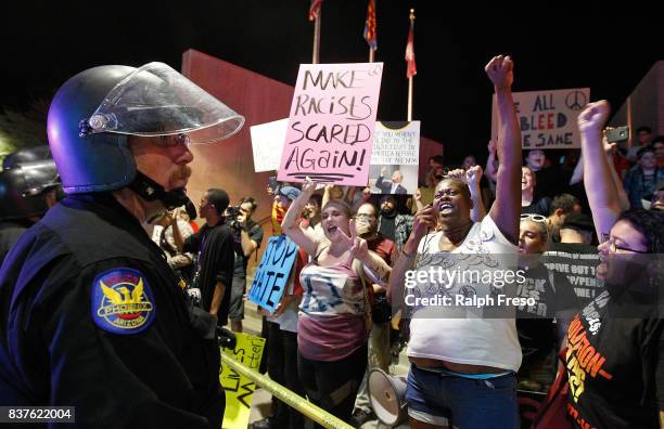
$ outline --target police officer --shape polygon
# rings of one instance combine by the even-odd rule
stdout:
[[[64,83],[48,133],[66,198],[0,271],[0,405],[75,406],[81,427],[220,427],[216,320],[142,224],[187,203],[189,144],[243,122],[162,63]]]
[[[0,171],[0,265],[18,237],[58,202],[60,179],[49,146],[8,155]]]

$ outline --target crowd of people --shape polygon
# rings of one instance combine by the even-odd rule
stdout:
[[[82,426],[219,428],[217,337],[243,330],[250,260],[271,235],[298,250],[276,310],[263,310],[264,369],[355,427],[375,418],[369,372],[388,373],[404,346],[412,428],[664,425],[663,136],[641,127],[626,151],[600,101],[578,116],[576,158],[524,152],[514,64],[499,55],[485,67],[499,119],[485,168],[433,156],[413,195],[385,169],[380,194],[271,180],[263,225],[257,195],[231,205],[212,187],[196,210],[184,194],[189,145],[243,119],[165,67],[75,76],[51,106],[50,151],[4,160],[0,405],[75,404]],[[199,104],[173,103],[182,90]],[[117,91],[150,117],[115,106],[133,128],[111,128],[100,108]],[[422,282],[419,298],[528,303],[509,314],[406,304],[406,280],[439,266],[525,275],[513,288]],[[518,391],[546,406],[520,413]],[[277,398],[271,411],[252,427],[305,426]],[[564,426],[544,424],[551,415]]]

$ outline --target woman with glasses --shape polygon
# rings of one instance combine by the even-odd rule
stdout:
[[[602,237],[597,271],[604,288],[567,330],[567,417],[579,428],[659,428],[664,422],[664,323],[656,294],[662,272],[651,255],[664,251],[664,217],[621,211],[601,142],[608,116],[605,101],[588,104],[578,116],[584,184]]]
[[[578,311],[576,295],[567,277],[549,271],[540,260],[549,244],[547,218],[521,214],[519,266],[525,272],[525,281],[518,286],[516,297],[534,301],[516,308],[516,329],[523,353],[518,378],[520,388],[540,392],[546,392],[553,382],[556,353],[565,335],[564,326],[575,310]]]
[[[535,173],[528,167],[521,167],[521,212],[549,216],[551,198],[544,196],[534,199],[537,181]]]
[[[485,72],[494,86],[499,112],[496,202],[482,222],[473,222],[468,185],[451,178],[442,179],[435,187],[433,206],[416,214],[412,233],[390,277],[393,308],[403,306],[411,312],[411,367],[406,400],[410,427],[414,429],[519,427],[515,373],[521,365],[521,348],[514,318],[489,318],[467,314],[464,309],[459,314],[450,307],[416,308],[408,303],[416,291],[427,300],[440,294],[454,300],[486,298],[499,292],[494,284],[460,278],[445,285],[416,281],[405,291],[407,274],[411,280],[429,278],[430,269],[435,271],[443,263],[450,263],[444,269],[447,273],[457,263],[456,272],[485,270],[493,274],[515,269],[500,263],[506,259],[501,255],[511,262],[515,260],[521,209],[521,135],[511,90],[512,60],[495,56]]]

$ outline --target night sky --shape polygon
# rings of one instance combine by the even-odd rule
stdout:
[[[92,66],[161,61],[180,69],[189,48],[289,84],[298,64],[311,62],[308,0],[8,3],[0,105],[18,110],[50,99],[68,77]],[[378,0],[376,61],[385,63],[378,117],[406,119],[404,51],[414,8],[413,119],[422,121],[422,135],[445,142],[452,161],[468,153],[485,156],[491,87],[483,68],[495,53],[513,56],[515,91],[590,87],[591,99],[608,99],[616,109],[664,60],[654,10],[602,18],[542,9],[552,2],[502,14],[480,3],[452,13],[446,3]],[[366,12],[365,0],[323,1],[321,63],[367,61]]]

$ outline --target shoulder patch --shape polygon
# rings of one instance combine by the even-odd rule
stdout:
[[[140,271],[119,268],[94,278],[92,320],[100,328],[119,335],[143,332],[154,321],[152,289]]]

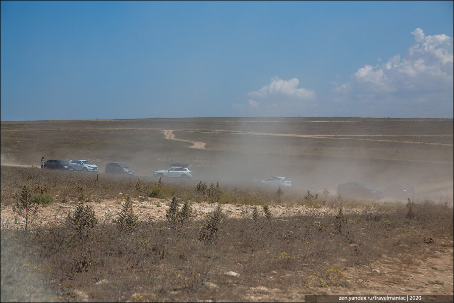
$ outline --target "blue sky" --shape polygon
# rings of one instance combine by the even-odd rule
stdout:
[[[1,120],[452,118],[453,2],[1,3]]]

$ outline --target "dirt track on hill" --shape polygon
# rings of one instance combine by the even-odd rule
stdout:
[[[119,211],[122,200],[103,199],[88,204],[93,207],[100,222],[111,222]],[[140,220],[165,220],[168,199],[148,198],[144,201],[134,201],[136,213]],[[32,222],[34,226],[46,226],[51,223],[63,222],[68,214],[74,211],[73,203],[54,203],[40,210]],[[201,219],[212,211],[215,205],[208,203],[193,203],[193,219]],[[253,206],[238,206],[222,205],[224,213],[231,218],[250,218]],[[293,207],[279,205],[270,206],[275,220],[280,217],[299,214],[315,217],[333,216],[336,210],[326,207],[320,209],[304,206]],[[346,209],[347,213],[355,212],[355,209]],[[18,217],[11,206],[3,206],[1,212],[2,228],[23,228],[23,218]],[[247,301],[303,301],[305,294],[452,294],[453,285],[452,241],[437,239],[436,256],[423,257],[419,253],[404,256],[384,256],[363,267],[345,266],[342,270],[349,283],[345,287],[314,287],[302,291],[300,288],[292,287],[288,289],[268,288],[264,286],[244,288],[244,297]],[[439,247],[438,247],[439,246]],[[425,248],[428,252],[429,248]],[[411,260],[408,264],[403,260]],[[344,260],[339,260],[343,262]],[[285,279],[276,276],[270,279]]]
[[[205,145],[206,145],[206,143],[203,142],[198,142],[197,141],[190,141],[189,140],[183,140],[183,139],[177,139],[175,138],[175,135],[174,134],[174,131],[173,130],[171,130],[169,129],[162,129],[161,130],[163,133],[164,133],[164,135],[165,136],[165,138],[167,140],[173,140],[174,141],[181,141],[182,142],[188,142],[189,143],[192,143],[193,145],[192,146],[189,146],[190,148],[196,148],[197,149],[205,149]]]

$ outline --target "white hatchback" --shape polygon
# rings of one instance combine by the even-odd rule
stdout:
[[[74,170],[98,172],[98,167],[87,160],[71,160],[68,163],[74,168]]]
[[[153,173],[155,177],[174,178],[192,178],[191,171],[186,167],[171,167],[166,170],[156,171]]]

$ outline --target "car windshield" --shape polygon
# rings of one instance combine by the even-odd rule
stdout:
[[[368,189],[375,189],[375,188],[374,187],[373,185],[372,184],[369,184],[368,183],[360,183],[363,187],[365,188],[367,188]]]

--

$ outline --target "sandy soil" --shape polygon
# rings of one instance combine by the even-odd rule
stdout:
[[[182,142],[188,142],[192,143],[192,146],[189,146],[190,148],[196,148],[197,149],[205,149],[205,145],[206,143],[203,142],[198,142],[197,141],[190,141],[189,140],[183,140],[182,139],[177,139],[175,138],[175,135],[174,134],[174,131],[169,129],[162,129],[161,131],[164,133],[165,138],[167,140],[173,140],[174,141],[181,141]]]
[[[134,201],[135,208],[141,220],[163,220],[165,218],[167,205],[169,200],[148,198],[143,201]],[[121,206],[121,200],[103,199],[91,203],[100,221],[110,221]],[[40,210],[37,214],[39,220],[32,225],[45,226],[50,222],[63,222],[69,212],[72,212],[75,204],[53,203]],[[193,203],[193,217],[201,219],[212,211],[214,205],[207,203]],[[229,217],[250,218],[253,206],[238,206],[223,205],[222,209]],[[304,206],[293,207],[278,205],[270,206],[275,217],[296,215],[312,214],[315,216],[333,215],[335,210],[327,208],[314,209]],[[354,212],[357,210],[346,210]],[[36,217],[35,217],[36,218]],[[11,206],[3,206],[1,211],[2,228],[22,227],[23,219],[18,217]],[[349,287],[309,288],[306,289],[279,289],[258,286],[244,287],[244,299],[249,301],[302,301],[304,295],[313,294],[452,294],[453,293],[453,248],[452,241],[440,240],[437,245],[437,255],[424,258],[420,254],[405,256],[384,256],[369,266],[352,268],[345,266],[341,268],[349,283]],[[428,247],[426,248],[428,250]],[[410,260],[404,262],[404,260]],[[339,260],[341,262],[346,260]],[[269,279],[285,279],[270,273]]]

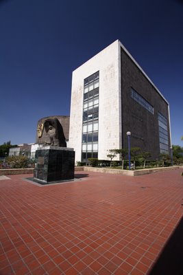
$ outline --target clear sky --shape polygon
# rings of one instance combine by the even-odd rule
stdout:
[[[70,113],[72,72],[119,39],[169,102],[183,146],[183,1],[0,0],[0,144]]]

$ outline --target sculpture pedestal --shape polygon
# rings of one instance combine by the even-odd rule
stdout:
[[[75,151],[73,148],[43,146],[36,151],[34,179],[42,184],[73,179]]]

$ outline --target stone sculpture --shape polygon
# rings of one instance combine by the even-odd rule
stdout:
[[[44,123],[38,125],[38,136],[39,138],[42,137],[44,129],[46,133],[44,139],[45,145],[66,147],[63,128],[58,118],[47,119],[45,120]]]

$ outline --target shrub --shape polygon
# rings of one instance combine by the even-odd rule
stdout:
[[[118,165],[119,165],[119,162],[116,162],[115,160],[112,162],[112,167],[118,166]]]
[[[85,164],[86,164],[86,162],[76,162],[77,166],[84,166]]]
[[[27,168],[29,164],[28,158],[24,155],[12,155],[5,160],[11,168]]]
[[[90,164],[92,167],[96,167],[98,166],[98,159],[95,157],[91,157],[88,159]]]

--

→ **What this task involves**: Can you give back the material starting at the line containing "night sky --shape polygon" and ending at the line containing "[[[1,120],[452,118],[453,2],[1,3]]]", substituting "bbox" for "polygon" and changing nothing else? Return only those lines, and leave out the picture.

→ **Solution**:
$ outline --target night sky --shape bbox
# rings of one instance combine by the even-odd rule
stdout:
[[[92,66],[161,61],[180,69],[189,48],[289,84],[298,64],[311,62],[308,0],[8,3],[0,105],[18,110],[50,99],[68,77]],[[378,0],[376,61],[385,63],[378,117],[406,119],[404,51],[414,8],[413,119],[422,121],[422,135],[445,142],[452,161],[468,153],[485,156],[491,87],[483,68],[495,53],[513,56],[515,91],[590,87],[591,99],[608,99],[616,109],[664,60],[654,10],[602,18],[542,9],[552,2],[502,14],[480,3],[452,13],[446,3]],[[366,12],[365,0],[323,1],[321,63],[367,61]]]

$ outline --target shoulder patch --shape bbox
# rings of one instance combine by the even-odd rule
stdout:
[[[140,271],[119,268],[94,278],[92,320],[100,328],[119,335],[143,332],[154,321],[152,289]]]

$ outline --target "blue sky" --shape bbox
# rings of one instance combine by the even-odd rule
stdout:
[[[1,120],[452,118],[453,2],[1,3]]]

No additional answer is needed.